TRECHO DE ORIGEM –
━━━━━━━━━━
Se considerarmos os agentes externos, as intercorrências, as adversidades e convenções tudo fica ainda pior. Chorei cântaros ao assistir “O diário de uma paixão (O caderno de Noah)”. De repente nunca sei quando foi que perdi meu príncipe, se ele foi sempre um sapo ou, se em algum momento cheguei a ser sua princesa.
Quando se assiste “A casa do lago” pode-se incorporar Kate sem nenhuma reflexão sobre crenças e valores. Quando o fazemos mergulhamos num lago de emoções e amores tão doces e envolventes que fariam inveja até mesmo às borralheiras dos contos de fadas.  Seriam o tédio ou as decepções a nos provocar tantas melancolias?
━━━━━━━━━━
Registros de dados:
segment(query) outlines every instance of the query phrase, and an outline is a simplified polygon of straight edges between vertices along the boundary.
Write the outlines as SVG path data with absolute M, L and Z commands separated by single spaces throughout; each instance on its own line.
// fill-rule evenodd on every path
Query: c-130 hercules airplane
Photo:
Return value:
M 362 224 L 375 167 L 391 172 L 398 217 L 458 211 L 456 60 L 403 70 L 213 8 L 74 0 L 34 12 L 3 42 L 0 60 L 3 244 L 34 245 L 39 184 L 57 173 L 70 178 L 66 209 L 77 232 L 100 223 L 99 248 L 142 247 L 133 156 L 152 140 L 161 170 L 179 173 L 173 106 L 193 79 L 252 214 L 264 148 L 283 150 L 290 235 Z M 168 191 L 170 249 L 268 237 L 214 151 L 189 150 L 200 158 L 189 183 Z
━━━━━━━━━━
OBJETIVOS –
A. Segundo o trecho de origem, qual personagem se pode incorporar ao assistir a "A casa do lago"?
B. Transcreva literalmente o trecho de origem, começando em "Quando se assiste" e terminando em "provocar tantas melancolias?".

RESULTADOS POR TAREFA –
A. Kate.

B.
Quando se assiste “A casa do lago” pode-se incorporar Kate sem nenhuma reflexão sobre crenças e valores. Quando o fazemos mergulhamos num lago de emoções e amores tão doces e envolventes que fariam inveja até mesmo às borralheiras dos contos de fadas.  Seriam o tédio ou as decepções a nos provocar tantas melancolias?